练习 A: 将给定文本从含有“func convT64(val uint64)”的词句开始，到“mallocgc(8, uint64Type, false)”之后结束的部分重写一遍，并把其中的“mallocgc”换成“newobject”。
练习 B: 请根据给定文本回答：conv系列函数定义在哪个文件中？

给定文本:
------------------------------------

因为同时包含类型、数据，go中所有类型都可以转换为interface。 interface赋值的过程，即为iface、eface生成的过程。如果编译阶段编译器无法确定interface的信息比如:iface入参会通过conv完成打包，有可能会导致逃逸。 conv系列函数定义位于iface.go，如下:

// convT converts a value of type t, which is pointed to by v, to a pointer that can
// be used as the second word of an interface value.
func convT(t *_type, elem unsafe.Pointer) (e eface) {
    .....
    x := mallocgc(t.size, t, true)      // 空间的分配
    typedmemmove(t, x, elem)                    // memove
    e._type = t
    e.data = x
    return
}

func convT64(val uint64) (x unsafe.Pointer) {
    if val  uint64(len(staticuint64s)) {
        x = unsafe.Pointer(&staticuint64s[val])
    } else {
        x = mallocgc(8, uint64Type, false)
        *(*uint64)(x) = val
    }
    return
}

var staticuint64s = [...]uint64{....}   // 长度256的数组

如果变量类型信息编译器在编译时无法确定，可能会导致逃逸，比如逃逸例子 go这么做的主要原因：逃逸的分析在编译阶段，对于不确定的类型在堆上分配最为合适

3.1.2 Reflect.Value

go中reflect机制涉及到2个类型，reflect.Type、reflect.Value，reflect.Type是Interface。

------------------------------------

原始数据行:
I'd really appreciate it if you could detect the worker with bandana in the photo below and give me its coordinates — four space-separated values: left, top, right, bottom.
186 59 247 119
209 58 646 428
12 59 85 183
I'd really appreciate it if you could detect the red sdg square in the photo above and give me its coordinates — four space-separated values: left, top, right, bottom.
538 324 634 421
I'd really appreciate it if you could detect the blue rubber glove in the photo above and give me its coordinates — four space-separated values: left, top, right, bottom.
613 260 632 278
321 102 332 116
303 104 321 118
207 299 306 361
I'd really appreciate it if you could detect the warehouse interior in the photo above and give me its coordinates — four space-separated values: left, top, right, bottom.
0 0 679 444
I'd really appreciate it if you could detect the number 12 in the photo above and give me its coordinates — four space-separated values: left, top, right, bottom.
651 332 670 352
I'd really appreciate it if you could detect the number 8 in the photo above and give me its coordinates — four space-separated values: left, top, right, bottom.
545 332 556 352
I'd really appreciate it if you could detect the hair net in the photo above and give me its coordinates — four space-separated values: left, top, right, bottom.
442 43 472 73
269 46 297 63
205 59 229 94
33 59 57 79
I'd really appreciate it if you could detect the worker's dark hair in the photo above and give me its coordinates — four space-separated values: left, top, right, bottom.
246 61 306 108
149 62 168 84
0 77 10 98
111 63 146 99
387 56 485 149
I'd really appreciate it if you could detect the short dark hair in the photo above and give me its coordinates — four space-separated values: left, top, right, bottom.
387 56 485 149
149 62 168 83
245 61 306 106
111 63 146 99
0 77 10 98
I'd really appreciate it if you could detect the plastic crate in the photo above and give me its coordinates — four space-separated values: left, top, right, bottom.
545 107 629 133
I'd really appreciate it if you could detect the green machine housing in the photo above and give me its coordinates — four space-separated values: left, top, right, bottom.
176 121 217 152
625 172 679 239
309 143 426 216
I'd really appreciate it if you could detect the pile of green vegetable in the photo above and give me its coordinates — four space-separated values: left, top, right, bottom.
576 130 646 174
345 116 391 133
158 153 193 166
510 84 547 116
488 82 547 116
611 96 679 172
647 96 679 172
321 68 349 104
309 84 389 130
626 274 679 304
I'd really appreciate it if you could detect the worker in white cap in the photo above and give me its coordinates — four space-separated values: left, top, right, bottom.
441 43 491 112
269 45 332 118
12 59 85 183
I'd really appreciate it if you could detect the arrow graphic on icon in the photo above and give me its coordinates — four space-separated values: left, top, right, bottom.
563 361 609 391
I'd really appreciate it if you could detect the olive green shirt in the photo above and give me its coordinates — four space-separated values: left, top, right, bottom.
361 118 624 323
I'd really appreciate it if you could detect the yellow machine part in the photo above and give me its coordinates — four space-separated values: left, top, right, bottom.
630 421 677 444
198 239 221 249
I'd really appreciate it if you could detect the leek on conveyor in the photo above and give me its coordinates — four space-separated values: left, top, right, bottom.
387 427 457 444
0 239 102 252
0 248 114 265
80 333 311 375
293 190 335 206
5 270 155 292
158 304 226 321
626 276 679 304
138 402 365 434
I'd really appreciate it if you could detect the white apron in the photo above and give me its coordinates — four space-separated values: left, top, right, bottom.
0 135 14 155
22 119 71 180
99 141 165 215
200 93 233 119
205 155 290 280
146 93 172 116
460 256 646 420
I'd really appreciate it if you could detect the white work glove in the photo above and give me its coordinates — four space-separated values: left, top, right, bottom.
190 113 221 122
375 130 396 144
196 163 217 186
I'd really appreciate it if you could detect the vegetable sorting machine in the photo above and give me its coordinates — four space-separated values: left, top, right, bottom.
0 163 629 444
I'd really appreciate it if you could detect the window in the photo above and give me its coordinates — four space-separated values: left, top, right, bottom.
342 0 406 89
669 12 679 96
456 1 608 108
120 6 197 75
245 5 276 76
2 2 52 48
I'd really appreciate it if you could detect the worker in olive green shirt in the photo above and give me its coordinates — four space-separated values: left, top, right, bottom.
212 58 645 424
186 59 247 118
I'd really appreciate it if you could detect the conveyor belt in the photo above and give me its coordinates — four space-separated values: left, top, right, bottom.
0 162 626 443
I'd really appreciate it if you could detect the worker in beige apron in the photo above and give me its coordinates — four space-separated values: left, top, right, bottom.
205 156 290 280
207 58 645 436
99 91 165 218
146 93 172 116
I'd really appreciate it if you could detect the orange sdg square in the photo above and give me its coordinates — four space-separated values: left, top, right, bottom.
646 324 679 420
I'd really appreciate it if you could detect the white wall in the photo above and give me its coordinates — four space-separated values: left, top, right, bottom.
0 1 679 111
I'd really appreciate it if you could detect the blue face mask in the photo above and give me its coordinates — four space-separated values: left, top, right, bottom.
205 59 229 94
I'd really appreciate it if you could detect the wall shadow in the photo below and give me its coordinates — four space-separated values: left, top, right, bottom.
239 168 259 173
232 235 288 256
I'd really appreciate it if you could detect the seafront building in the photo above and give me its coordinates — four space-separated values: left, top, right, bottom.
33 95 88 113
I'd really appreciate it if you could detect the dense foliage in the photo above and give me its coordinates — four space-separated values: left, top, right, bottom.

------------------------------------

练习答案 A:
func convT64(val uint64) (x unsafe.Pointer) {
    if val  uint64(len(staticuint64s)) {
        x = unsafe.Pointer(&staticuint64s[val])
    } else {
        x = newobject(8, uint64Type, false)

练习答案 B: iface.go。